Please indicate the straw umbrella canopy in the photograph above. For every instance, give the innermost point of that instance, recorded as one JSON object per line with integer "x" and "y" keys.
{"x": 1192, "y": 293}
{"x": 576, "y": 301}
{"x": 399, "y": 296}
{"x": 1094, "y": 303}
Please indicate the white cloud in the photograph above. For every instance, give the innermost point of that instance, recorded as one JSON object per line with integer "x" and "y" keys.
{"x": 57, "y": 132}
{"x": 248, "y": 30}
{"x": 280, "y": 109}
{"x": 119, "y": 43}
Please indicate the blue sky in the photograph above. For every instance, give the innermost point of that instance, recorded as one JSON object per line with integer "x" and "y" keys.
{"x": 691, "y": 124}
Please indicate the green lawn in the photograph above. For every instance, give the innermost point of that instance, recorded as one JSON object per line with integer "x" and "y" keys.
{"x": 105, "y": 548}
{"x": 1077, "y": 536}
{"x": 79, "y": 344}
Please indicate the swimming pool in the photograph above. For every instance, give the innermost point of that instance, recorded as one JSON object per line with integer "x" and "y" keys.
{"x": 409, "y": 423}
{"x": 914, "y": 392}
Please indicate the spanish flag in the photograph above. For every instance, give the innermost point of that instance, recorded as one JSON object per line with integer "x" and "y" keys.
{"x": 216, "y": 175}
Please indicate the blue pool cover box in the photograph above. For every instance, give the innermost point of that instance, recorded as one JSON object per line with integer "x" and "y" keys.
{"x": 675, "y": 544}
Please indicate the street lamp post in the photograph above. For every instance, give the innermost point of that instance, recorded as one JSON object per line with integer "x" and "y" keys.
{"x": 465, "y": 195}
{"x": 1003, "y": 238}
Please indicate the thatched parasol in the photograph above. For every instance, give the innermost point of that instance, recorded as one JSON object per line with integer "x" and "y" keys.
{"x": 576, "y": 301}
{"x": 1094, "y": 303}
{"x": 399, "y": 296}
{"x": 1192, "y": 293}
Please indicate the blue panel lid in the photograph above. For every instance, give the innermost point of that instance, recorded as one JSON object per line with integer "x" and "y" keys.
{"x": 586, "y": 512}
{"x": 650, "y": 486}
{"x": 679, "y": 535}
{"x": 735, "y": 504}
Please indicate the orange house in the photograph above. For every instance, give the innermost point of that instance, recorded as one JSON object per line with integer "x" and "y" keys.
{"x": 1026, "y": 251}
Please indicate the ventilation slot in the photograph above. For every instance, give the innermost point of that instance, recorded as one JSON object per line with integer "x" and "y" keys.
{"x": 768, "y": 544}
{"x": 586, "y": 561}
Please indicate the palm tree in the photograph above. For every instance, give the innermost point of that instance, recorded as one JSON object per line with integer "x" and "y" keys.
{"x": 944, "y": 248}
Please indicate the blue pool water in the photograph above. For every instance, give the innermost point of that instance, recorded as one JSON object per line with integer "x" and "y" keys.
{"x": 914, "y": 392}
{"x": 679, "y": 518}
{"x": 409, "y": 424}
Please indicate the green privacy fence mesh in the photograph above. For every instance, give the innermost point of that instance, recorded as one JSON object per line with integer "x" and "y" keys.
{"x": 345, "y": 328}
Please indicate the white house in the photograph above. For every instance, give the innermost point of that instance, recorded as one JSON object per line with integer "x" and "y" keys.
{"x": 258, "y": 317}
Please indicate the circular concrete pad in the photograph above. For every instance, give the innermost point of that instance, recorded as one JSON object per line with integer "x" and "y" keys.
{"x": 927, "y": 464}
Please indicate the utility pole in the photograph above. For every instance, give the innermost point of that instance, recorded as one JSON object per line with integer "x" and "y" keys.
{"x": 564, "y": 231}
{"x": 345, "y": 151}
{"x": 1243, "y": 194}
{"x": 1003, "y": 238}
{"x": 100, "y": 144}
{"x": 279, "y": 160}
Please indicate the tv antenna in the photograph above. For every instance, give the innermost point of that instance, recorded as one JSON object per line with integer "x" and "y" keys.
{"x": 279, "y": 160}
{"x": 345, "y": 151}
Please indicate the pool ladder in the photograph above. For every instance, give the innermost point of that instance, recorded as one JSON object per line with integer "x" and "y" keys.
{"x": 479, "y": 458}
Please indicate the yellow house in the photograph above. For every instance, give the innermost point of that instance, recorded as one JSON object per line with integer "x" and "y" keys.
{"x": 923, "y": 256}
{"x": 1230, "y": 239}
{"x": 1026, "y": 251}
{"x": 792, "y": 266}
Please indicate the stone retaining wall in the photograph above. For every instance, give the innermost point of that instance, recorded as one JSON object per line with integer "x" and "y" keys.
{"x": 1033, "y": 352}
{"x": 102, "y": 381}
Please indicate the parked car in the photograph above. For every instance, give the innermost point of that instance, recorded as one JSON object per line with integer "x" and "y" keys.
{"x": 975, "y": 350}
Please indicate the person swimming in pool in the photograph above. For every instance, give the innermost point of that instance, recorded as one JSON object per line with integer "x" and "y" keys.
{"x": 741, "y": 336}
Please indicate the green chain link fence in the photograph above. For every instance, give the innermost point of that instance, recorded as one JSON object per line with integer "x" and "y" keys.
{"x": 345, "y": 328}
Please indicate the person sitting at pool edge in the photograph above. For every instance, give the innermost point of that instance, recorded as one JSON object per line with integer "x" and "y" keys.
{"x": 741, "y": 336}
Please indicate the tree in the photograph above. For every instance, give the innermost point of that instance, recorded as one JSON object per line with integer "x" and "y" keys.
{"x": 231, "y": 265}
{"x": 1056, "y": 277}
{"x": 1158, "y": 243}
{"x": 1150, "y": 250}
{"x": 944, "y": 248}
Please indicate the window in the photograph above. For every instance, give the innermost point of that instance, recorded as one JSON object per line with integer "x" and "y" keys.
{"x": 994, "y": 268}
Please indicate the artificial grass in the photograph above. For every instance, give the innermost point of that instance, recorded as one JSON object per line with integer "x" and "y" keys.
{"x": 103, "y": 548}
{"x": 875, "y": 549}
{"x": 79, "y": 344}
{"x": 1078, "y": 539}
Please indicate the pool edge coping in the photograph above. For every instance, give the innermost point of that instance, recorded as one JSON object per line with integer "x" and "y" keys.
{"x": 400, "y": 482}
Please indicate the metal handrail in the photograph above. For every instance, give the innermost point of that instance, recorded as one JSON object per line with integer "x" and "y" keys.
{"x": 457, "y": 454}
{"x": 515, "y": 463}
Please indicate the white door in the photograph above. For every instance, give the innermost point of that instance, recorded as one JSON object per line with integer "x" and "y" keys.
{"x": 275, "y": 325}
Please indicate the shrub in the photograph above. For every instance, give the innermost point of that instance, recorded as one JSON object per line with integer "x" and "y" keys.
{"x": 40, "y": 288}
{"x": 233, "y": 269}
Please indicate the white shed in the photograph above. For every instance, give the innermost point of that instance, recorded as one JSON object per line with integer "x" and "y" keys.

━━━━━━━━

## EXERCISE DETAILS
Write out every entry again, keeping each line exactly the same.

## RESULT OF THE EXERCISE
Please indicate the straw umbrella canopy in the photograph above. For every instance, give the innermost point of that instance, recorded as one JSON object per line with integer "x" and "y" keys.
{"x": 1192, "y": 293}
{"x": 576, "y": 301}
{"x": 399, "y": 296}
{"x": 1094, "y": 303}
Please indicate the white cloud in the photograph above. For every instance, give the innermost point of that instance, recorded as one JSON object per line with integer "x" and "y" keys.
{"x": 57, "y": 132}
{"x": 248, "y": 30}
{"x": 280, "y": 109}
{"x": 119, "y": 43}
Please indicate the blue sky in the photograph above. For every instance, give the innermost point of that instance, recorded as one JSON object per line with integer "x" and "y" keys.
{"x": 691, "y": 124}
Please indicate the green lawn in the photograph above. For every instance, give the innermost point of that instance, recorded as one JSON object per line with integer "x" and "y" keys.
{"x": 105, "y": 548}
{"x": 1077, "y": 536}
{"x": 79, "y": 344}
Please indicate the swimming pool in the photograph above. For every instance, give the innermost point of that instance, recorded as one JSON object per line with integer "x" and "y" keys.
{"x": 409, "y": 423}
{"x": 914, "y": 392}
Please indicate the spanish flag in the photograph above. For every instance, give the innermost point of that instance, recorded as one JSON object per line with integer "x" and "y" keys.
{"x": 216, "y": 175}
Please indicate the blue pool cover box in the photograph above. For every instance, give the innermost point of that instance, recorded as one JSON object per line with integer "x" and "y" keys.
{"x": 675, "y": 544}
Please indicate the street lamp post in the photograph above. For every instance, give the innermost point of that instance, recorded as one JSON object per line with integer "x" and "y" keys.
{"x": 465, "y": 195}
{"x": 1003, "y": 238}
Please indicate the thatched parasol in the photograph above. For every instance, give the innermost point of that instance, recorded as one JSON object per line with integer "x" and "y" keys.
{"x": 576, "y": 301}
{"x": 1094, "y": 303}
{"x": 399, "y": 296}
{"x": 1192, "y": 293}
Please indicate the blue panel lid in the photograph above. For every instance, give the innermost point of that instance, recorded as one JSON object per line with integer "x" and "y" keys.
{"x": 586, "y": 512}
{"x": 650, "y": 486}
{"x": 679, "y": 535}
{"x": 735, "y": 504}
Please indicate the orange house in the photograph above. For every instance, give the innermost point of that instance, recorded as one JSON object per line with integer "x" and "y" keys.
{"x": 1026, "y": 251}
Please indicate the ventilation slot in the photograph above. For every instance, give the innermost point of that instance, recorded as one JSON object per line with integer "x" and "y" keys.
{"x": 768, "y": 544}
{"x": 586, "y": 561}
Please indicate the palm tree in the photograph above. For every instance, give the innermost point of that instance, recorded as one JSON object per line with integer "x" and "y" keys.
{"x": 944, "y": 248}
Please indicate the blue pool water in the photograph above. For every instance, give the innermost point of that instance, recorded as one JSON object per line with integer "x" and "y" keys.
{"x": 914, "y": 392}
{"x": 679, "y": 518}
{"x": 409, "y": 424}
Please indicate the green privacy fence mesh in the photograph above. For every instance, give the innermost point of that instance, recorded as one JSON object per line with integer "x" and "y" keys.
{"x": 345, "y": 328}
Please indicate the white house in the photograph above. For every instance, give the innermost point of that instance, recorded as one JSON object per line with integer "x" and "y" keys.
{"x": 258, "y": 317}
Please indicate the circular concrete pad in the photograph above. For every instance, give the innermost point of that instance, recorded as one JSON object per line with integer "x" and "y" keys.
{"x": 927, "y": 464}
Please indicate the utility pole in the photograph above. For every instance, give the innermost point of that instance, recorded as one JSON object per line with integer "x" and "y" keys.
{"x": 564, "y": 231}
{"x": 345, "y": 151}
{"x": 1243, "y": 194}
{"x": 1003, "y": 238}
{"x": 100, "y": 144}
{"x": 279, "y": 160}
Please indicate the tv antenna in the photograph above. For every instance, give the innermost point of that instance, recorded as one JSON object per line with integer "x" and "y" keys.
{"x": 279, "y": 160}
{"x": 345, "y": 151}
Please indicate the pool ladder in the photograph above. For every instance, give the innermost point of that instance, recorded as one JSON object per line with integer "x" and "y" keys.
{"x": 479, "y": 458}
Please indicate the yellow house in the photograph above. For every instance, give the innermost point of that instance, recorded as one JSON object per line with integer "x" and "y" keys.
{"x": 923, "y": 256}
{"x": 1230, "y": 239}
{"x": 1026, "y": 251}
{"x": 792, "y": 266}
Please indicate the stone retaining wall in the photograph above. For every instance, give the innermost point of that instance, recorded as one JSON object per line with integer "x" and "y" keys.
{"x": 1033, "y": 352}
{"x": 102, "y": 381}
Please indicate the parked car in the photograph above. For every instance, give the innermost point of that instance, recorded as one JSON object per line with integer "x" and "y" keys.
{"x": 975, "y": 350}
Please indicate the person swimming in pool in the photograph above. For every instance, give the innermost point of that instance, recorded as one JSON object per line with integer "x" and "y" keys.
{"x": 741, "y": 336}
Please indicate the green chain link fence in the photograph above. For every instance, give the innermost point of that instance, recorded as one JSON object per line with integer "x" and "y" keys.
{"x": 345, "y": 328}
Please indicate the person sitting at pool edge in the photograph above. For every instance, give the innermost point of that instance, recorded as one JSON object per line with integer "x" and "y" keys.
{"x": 741, "y": 336}
Please indicate the tree in the photograph above. For every instance, give the innermost point of that instance, recorded as one JSON object per line with integer "x" and "y" keys.
{"x": 231, "y": 265}
{"x": 1056, "y": 277}
{"x": 1158, "y": 243}
{"x": 1150, "y": 250}
{"x": 944, "y": 248}
Please indicate the window in the photograph above. For every instance, give the innermost point of that instance, recorded as one JSON object per line with integer "x" and "y" keys.
{"x": 994, "y": 268}
Please indicate the artificial grass in the photograph above. For every instance, give the innermost point of that instance, recorded as one JSON object per line with integer "x" and "y" keys.
{"x": 103, "y": 548}
{"x": 875, "y": 549}
{"x": 79, "y": 344}
{"x": 1078, "y": 539}
Please indicate the pool edge coping in the photograph above. For every instance, give the innermost point of that instance, recorded as one JSON object per line with integer "x" and "y" keys.
{"x": 400, "y": 482}
Please indicate the metal handrail in the photograph above. For every instance, give the innermost point of that instance, recorded as one JSON object per line with integer "x" and "y" keys.
{"x": 457, "y": 454}
{"x": 515, "y": 463}
Please indicate the white door in the photograph above. For every instance, give the innermost point of that instance, recorded as one JSON object per line with integer "x" and "y" keys.
{"x": 275, "y": 325}
Please indicate the shrub in the photograph above. For every instance, give the innermost point of that instance, recorded as one JSON object per line with integer "x" and "y" keys.
{"x": 40, "y": 288}
{"x": 233, "y": 269}
Please indicate the white shed in the photograph above. For every instance, give the innermost point of that instance, recorded as one JSON object per line with integer "x" and "y" keys.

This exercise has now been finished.